___ Provided material
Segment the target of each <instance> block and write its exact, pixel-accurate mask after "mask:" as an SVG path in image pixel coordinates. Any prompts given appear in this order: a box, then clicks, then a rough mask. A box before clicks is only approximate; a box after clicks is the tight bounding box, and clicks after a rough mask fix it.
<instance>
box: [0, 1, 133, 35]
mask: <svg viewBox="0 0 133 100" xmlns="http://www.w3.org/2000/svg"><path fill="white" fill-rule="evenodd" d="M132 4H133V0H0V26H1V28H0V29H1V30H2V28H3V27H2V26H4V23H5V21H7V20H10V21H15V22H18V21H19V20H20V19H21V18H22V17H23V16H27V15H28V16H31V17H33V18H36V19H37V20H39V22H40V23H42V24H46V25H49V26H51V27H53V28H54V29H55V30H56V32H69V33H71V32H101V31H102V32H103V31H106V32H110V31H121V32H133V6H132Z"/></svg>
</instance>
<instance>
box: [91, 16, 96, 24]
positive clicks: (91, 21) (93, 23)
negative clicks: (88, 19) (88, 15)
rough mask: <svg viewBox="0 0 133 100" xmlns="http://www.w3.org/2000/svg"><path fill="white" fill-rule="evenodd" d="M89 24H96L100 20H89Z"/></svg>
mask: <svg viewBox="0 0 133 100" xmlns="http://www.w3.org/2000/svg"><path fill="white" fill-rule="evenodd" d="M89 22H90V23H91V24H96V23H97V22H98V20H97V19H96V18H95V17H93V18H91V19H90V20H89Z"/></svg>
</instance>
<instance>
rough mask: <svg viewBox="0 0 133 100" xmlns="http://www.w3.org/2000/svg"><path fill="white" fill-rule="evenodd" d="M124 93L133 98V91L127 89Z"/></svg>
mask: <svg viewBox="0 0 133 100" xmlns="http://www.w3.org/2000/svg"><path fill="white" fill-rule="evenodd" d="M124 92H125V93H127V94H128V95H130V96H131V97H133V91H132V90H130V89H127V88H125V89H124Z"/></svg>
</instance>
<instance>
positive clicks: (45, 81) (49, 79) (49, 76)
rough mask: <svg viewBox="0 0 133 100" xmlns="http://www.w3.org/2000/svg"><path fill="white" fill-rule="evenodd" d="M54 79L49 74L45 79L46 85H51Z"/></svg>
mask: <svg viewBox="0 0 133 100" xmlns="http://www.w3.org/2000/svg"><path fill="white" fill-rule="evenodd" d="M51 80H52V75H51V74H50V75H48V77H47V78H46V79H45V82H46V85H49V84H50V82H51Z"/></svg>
______
Reproduce every line of all the records above, character for character, with nothing changed.

■ **Response area**
Segment the target of each <instance> block and write its exact, pixel-accurate mask after "mask:" as an SVG path in image pixel coordinates. Any prompts given appear in this order: a box, then clicks, then a rough mask. A box before clicks is only approximate; a box after clicks is the tight bounding box, and clicks after a rough mask fix it.
<instance>
box: [0, 1, 133, 35]
mask: <svg viewBox="0 0 133 100" xmlns="http://www.w3.org/2000/svg"><path fill="white" fill-rule="evenodd" d="M132 4H133V0H0V26H1V28H0V29H1V30H2V28H3V27H2V26H4V23H5V21H7V20H10V21H15V22H18V21H19V20H20V19H21V18H22V17H23V16H27V15H28V16H31V17H33V18H36V19H37V20H39V22H40V23H42V24H46V25H49V26H51V27H53V28H54V29H55V30H56V32H69V33H71V32H101V31H102V32H103V31H106V32H110V31H121V32H133V6H132Z"/></svg>
</instance>
<instance>
box: [91, 16, 96, 24]
positive clicks: (91, 21) (93, 23)
negative clicks: (88, 19) (88, 15)
rough mask: <svg viewBox="0 0 133 100" xmlns="http://www.w3.org/2000/svg"><path fill="white" fill-rule="evenodd" d="M89 24H96L100 20H89Z"/></svg>
mask: <svg viewBox="0 0 133 100" xmlns="http://www.w3.org/2000/svg"><path fill="white" fill-rule="evenodd" d="M89 22H90V23H91V24H96V23H97V22H98V20H97V19H96V18H95V17H93V18H91V19H90V20H89Z"/></svg>
</instance>
<instance>
rough mask: <svg viewBox="0 0 133 100" xmlns="http://www.w3.org/2000/svg"><path fill="white" fill-rule="evenodd" d="M124 93L133 98V91L127 89Z"/></svg>
mask: <svg viewBox="0 0 133 100" xmlns="http://www.w3.org/2000/svg"><path fill="white" fill-rule="evenodd" d="M124 92H125V93H127V94H128V95H130V96H131V97H133V91H132V90H130V89H127V88H125V89H124Z"/></svg>
</instance>
<instance>
positive clicks: (45, 81) (49, 79) (49, 76)
rough mask: <svg viewBox="0 0 133 100" xmlns="http://www.w3.org/2000/svg"><path fill="white" fill-rule="evenodd" d="M54 79L49 74L45 79L46 85H51Z"/></svg>
mask: <svg viewBox="0 0 133 100" xmlns="http://www.w3.org/2000/svg"><path fill="white" fill-rule="evenodd" d="M51 80H52V75H51V74H50V75H48V77H47V78H46V79H45V82H46V85H49V84H50V82H51Z"/></svg>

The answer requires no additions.